Natural-language object grounding data
#####

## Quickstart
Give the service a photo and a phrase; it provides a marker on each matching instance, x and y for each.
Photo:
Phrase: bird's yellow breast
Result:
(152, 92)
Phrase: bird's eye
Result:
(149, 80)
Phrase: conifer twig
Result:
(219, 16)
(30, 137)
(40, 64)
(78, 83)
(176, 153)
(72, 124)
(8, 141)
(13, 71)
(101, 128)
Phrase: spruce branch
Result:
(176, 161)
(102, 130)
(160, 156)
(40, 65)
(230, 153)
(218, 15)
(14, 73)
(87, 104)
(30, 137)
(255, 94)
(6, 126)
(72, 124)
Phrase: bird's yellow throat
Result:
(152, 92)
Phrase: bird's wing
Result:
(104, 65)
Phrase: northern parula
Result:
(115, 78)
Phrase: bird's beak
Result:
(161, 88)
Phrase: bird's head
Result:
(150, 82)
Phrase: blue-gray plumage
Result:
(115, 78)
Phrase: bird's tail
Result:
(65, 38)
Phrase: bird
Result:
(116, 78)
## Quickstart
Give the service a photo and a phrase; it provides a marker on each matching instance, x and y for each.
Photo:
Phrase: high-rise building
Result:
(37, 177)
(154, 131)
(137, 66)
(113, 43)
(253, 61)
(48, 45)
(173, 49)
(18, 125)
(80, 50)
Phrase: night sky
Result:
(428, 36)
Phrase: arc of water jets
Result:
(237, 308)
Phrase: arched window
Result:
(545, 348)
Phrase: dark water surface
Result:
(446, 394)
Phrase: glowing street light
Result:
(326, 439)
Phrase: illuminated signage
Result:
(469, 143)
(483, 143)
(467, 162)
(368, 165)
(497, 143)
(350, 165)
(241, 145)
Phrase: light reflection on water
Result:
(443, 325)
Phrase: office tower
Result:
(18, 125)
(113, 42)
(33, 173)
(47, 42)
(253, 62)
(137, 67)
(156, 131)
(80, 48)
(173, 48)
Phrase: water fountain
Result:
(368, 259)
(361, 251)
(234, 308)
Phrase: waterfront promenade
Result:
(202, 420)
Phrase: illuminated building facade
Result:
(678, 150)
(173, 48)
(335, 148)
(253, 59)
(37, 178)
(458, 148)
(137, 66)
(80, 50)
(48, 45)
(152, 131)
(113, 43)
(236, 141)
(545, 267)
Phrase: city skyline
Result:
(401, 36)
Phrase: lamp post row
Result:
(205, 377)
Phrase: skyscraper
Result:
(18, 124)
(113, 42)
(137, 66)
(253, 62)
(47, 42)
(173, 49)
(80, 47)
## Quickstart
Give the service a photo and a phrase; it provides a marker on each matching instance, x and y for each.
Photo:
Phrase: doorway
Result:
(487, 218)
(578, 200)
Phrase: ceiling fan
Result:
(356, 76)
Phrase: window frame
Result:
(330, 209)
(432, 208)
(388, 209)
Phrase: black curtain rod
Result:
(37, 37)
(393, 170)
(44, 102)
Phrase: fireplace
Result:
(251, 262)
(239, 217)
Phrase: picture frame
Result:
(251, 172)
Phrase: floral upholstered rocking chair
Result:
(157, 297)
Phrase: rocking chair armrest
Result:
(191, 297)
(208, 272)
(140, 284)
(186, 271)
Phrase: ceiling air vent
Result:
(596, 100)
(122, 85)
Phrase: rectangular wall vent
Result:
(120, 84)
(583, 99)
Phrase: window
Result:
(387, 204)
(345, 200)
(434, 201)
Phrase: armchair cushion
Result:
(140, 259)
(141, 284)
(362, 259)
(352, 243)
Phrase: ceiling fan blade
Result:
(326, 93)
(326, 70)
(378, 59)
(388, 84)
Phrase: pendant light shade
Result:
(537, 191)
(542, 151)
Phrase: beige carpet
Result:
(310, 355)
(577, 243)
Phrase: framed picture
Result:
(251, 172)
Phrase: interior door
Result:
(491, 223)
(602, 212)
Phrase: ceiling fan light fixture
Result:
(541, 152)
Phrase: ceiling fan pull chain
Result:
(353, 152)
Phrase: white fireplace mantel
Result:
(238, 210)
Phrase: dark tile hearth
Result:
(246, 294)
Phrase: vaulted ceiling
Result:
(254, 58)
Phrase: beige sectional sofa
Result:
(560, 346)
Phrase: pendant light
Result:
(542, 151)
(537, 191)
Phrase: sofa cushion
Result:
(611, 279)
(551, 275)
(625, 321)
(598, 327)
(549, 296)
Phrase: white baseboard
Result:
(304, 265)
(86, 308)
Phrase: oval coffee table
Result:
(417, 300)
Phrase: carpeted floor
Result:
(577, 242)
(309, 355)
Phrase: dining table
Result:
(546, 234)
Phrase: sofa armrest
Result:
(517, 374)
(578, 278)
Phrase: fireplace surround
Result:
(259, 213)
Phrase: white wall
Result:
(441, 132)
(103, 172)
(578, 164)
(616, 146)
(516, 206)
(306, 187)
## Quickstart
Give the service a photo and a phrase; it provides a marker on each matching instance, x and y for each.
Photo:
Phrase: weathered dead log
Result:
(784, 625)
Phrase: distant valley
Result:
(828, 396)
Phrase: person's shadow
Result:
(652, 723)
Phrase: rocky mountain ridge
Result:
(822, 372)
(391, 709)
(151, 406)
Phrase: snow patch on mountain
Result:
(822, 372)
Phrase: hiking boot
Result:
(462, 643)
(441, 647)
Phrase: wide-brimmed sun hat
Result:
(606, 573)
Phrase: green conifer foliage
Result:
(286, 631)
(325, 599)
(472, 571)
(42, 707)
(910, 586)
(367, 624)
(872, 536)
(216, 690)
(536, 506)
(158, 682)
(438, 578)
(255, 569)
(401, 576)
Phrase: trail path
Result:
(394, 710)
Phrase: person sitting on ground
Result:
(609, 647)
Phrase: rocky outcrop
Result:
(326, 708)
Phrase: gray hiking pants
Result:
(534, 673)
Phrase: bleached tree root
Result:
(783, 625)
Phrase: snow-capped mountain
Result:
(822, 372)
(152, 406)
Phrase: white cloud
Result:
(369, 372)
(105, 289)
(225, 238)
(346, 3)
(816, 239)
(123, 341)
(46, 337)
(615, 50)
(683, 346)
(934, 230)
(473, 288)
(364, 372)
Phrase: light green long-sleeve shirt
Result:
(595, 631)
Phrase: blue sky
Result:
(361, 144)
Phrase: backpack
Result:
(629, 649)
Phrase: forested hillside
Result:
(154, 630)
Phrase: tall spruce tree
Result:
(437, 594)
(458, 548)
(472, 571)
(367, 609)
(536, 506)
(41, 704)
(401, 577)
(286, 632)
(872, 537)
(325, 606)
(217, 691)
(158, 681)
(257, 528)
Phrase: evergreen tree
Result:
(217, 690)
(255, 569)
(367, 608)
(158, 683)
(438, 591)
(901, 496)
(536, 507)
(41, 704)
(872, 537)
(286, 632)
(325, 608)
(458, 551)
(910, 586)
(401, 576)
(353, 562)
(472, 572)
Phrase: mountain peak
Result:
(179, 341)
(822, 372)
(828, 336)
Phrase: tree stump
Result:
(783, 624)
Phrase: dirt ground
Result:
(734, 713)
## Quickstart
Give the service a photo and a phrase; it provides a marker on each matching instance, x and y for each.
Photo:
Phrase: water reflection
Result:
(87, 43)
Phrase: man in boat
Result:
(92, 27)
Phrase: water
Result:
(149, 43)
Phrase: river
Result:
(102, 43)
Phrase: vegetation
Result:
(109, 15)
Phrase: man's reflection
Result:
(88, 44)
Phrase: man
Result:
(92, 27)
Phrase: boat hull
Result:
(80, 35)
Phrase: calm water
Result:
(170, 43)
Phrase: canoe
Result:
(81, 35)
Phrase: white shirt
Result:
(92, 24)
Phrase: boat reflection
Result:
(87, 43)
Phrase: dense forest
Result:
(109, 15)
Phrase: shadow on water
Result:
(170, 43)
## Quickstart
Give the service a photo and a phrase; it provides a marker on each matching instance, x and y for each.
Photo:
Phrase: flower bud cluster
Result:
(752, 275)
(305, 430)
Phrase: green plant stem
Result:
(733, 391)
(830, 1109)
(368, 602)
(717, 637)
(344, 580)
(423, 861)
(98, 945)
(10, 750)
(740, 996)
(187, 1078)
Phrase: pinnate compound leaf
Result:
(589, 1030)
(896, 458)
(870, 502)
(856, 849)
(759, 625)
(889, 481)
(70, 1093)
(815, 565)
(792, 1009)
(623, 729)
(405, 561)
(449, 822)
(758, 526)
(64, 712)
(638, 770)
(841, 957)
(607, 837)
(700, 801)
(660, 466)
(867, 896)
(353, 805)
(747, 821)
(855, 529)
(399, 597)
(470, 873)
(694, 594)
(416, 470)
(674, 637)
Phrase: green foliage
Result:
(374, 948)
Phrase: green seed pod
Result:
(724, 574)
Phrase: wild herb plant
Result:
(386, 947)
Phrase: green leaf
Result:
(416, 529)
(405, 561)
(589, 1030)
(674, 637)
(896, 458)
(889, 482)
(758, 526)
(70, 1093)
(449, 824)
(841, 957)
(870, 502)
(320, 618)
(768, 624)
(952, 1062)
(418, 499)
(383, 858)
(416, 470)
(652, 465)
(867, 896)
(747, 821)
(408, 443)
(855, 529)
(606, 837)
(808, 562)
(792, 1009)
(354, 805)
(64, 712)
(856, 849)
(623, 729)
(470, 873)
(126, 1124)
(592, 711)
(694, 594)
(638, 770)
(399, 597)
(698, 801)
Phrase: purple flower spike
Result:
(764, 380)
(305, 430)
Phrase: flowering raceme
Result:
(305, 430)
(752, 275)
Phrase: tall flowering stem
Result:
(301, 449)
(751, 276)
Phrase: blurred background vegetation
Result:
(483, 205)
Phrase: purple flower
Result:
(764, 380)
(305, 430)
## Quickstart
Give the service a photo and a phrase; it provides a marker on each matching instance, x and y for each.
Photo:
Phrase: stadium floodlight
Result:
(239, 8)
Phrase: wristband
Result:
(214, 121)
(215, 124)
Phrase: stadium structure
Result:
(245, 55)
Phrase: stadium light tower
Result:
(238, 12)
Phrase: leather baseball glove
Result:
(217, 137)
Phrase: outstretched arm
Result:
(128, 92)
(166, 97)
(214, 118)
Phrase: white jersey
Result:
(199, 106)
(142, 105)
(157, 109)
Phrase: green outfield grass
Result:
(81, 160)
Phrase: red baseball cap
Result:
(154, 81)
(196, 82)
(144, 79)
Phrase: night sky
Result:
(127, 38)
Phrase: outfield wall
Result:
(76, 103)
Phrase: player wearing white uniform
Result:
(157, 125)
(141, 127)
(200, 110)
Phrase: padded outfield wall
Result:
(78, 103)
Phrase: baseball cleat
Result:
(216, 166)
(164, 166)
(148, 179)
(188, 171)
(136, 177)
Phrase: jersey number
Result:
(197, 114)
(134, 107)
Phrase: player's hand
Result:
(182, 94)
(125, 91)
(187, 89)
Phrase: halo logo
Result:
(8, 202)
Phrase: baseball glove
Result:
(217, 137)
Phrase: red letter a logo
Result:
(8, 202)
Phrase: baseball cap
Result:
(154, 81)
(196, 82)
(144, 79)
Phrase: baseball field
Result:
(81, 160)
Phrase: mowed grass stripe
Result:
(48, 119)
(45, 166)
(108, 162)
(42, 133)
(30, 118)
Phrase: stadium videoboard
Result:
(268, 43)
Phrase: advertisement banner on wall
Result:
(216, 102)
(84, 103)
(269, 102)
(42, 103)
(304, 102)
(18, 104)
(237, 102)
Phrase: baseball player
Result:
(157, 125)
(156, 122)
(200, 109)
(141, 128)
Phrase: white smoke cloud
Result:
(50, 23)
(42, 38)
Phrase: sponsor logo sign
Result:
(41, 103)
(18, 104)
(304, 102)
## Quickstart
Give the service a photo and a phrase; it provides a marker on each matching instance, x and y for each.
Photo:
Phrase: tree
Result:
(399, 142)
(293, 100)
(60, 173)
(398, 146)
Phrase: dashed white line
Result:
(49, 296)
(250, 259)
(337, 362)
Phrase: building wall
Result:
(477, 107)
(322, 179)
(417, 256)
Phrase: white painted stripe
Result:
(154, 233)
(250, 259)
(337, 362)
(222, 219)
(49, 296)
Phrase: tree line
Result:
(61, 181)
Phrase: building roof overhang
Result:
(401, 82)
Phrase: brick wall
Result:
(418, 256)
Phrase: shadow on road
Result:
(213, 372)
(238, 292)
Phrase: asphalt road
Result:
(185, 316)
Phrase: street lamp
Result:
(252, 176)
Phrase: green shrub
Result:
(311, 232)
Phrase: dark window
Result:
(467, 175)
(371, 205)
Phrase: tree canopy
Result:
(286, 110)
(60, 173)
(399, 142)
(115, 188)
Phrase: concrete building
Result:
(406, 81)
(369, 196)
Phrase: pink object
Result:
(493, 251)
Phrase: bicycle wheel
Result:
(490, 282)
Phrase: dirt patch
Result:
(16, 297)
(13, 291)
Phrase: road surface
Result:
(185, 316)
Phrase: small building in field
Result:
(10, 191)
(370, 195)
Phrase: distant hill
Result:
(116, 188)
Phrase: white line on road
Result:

#####

▸ WHAT TO WORK ON: Nothing beyond the lines from the start of the entries through the line with "Phrase: high-rise building" should appear. Repeat those lines exactly, both ends included.

▸ ANSWER SPACE:
## Quickstart
Give the service a photo and a phrase; it provides a marker on each matching instance, x and y for each.
Photo:
Phrase: bird's yellow breast
Result:
(152, 92)
Phrase: bird's eye
Result:
(149, 80)
Phrase: conifer twig
Result:
(219, 16)
(30, 137)
(40, 64)
(78, 83)
(176, 153)
(72, 124)
(8, 141)
(13, 71)
(101, 128)
Phrase: spruce branch
Result:
(176, 161)
(102, 130)
(160, 156)
(40, 65)
(230, 153)
(218, 15)
(14, 73)
(87, 104)
(30, 137)
(255, 94)
(6, 126)
(72, 124)
Phrase: bird's yellow throat
Result:
(152, 92)
Phrase: bird's wing
Result:
(104, 65)
Phrase: northern parula
Result:
(115, 78)
Phrase: bird's beak
Result:
(161, 88)
Phrase: bird's head
Result:
(150, 82)
Phrase: blue-gray plumage
Result:
(115, 78)
Phrase: bird's tail
Result:
(65, 38)
Phrase: bird
Result:
(116, 78)
## Quickstart
Give the service a photo and a phrase; it provides a marker on each matching instance, x and y for each.
Photo:
Phrase: high-rise building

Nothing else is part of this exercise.